Michelle Shearer began her undergraduate studies at Princeton University with an eye toward becoming a doctor. But when she started volunteering in a 4th grade classroom at the Marie H. Katzenbach School for the Deaf in Trenton, N.J., Shearer found herself rearranging her own studies in order to visit with the elementary students more often—and a new vision for her career path quickly emerged. Shearer stuck with her chemistry major but, in a move that was rare for elite Princeton students at the time, tacked on classes toward a teaching certificate.
Her ultimate decision to go with the profession that, as Shearer says, pulled her in “like a magnet,” has proved a rewarding one: Last spring, Shearer became the 61st National Teacher of the Year.
During her 14 years in the classroom, Shearer has taught science and math at the Maryland School for the Deaf and at Urbana High School, in Ijamsville, Md., where she most recently had a full schedule of Advanced Placement chemistry courses. Shearer is a fierce advocate for ensuring all students—regardless of ability, gender, ethnicity, or socio-economic status—have access to a rigorous science curriculum. At MSD, she was the first teacher to offer AP Chemistry in the school’s 135-year history. And at Urbana, she’s maintained a strict personal pledge not to turn students away from her accelerated classes. “How could you ever say you’re willing to educate some students but not others?” she asks.
Like every Teacher of the Year before her, Shearer will spend 12 months traveling around the country, speaking at conferences, meeting with education leaders, and engaging in policy discussions. In an interview with Liana Heitin, associate editor of the Teacher PD Sourcebook, Shearer explained she’ll spend much of that time advocating for students with special needs and accessible STEM curricula. “Children are born scientists,” she says. “All children.”
How would you describe your teaching philosophy?
My philosophy is rooted in the fact that the teacher-student relationship is the essence of education. Students need to learn in an environment that’s very high energy, that’s positive. A climate where the teacher projects the vision that all students can and will learn. I really try to make my classroom somewhere that students want to be. I know that my classes are very large, and that I could make them harder so that some students would drop out. But that’s just something I refuse to do. I refuse to weed out students whose prognosis is not assured. And I really believe that because science is everywhere and chemistry is everywhere, that really it’s for every student.

[Stored records]
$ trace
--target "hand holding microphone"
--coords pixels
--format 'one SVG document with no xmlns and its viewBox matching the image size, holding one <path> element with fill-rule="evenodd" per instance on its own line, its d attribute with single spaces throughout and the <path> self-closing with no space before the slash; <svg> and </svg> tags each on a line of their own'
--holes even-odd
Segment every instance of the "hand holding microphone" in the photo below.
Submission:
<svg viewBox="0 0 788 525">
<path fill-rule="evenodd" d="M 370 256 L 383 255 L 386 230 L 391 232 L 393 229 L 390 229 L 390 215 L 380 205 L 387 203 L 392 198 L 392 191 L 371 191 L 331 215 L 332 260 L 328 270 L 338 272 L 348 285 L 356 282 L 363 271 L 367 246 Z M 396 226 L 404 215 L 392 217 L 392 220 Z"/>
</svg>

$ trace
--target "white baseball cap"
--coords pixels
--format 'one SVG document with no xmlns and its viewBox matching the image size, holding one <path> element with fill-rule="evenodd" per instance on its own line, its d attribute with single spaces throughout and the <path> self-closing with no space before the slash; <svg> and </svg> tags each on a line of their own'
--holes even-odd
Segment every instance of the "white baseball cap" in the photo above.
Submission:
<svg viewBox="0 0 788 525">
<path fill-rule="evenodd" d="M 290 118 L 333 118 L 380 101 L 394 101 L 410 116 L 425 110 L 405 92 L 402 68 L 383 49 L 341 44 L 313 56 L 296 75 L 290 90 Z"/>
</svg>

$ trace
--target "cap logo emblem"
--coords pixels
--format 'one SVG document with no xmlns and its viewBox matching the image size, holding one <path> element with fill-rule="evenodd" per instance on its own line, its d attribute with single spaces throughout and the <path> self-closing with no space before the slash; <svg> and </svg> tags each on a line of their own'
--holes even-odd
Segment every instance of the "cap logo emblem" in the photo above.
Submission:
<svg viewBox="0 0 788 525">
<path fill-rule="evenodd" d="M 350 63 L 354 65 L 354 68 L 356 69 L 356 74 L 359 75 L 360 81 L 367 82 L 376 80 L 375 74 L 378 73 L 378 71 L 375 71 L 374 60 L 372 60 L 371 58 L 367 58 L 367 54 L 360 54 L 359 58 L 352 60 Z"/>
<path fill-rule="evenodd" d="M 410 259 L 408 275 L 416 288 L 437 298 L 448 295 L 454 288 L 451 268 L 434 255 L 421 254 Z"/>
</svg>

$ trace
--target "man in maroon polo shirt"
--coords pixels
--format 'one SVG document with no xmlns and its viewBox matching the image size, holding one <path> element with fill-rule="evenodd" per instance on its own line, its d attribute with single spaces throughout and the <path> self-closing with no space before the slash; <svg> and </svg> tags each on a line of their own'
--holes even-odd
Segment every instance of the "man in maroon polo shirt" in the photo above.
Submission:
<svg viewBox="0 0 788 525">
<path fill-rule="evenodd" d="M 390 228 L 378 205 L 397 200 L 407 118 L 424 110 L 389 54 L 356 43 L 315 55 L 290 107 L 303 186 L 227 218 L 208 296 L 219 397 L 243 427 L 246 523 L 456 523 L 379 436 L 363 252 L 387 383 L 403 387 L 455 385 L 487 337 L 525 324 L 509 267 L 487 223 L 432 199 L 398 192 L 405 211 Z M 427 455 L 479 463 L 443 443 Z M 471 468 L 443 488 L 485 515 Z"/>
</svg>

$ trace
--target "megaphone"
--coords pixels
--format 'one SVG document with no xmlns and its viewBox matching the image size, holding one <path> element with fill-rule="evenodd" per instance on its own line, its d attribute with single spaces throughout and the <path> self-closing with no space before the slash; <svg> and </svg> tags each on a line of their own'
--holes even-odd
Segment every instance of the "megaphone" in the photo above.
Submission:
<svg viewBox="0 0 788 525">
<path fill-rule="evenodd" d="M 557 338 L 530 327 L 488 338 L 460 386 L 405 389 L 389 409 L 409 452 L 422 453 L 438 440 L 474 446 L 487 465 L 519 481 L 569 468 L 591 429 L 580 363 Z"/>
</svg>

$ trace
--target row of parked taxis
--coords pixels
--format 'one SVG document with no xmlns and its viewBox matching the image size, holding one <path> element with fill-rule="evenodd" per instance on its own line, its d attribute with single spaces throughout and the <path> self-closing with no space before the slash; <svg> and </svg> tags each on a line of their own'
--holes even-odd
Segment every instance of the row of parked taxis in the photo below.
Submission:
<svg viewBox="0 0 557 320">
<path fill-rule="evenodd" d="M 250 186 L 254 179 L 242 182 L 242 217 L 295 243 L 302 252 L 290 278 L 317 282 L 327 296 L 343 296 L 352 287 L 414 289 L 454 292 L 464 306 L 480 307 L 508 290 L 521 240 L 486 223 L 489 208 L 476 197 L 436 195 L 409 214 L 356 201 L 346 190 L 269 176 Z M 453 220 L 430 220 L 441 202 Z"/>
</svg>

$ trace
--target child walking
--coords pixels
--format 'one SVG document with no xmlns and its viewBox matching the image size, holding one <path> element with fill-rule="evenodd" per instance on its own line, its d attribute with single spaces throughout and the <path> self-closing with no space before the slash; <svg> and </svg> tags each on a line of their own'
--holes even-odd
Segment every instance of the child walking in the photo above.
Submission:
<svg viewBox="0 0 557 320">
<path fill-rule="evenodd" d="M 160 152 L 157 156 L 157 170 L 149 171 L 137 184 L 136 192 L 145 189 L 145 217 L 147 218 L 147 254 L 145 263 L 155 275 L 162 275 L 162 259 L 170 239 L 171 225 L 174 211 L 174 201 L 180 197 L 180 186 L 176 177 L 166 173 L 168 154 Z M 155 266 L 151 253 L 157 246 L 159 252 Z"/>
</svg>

> [Actions to take]
1 - Swap "doctor" for "physician" in the Shearer profile, then reproduce the portion starting with "Michelle Shearer began" and going on through "of the Year.".
2 - Condense the paragraph of the Shearer profile that begins "During her 14 years in the classroom" into a bulleted list that keeps its main facts.
The stored rows play no part in the tasks.

> [Answers provided]
1 -
Michelle Shearer began her undergraduate studies at Princeton University with an eye toward becoming a physician. But when she started volunteering in a 4th grade classroom at the Marie H. Katzenbach School for the Deaf in Trenton, N.J., Shearer found herself rearranging her own studies in order to visit with the elementary students more often—and a new vision for her career path quickly emerged. Shearer stuck with her chemistry major but, in a move that was rare for elite Princeton students at the time, tacked on classes toward a teaching certificate.
Her ultimate decision to go with the profession that, as Shearer says, pulled her in “like a magnet,” has proved a rewarding one: Last spring, Shearer became the 61st National Teacher of the Year.

2 -
- Shearer has taught science and math for 14 years at the Maryland School for the Deaf and at Urbana High School in Ijamsville, Md.
- At Urbana, she most recently taught a full schedule of Advanced Placement chemistry courses.
- She strongly advocates access to a rigorous science curriculum for all students, regardless of ability, gender, ethnicity, or socio-economic status.
- At MSD, she was the first teacher in the school's 135-year history to offer AP Chemistry.
- At Urbana, she has kept a personal pledge not to turn students away from her accelerated classes.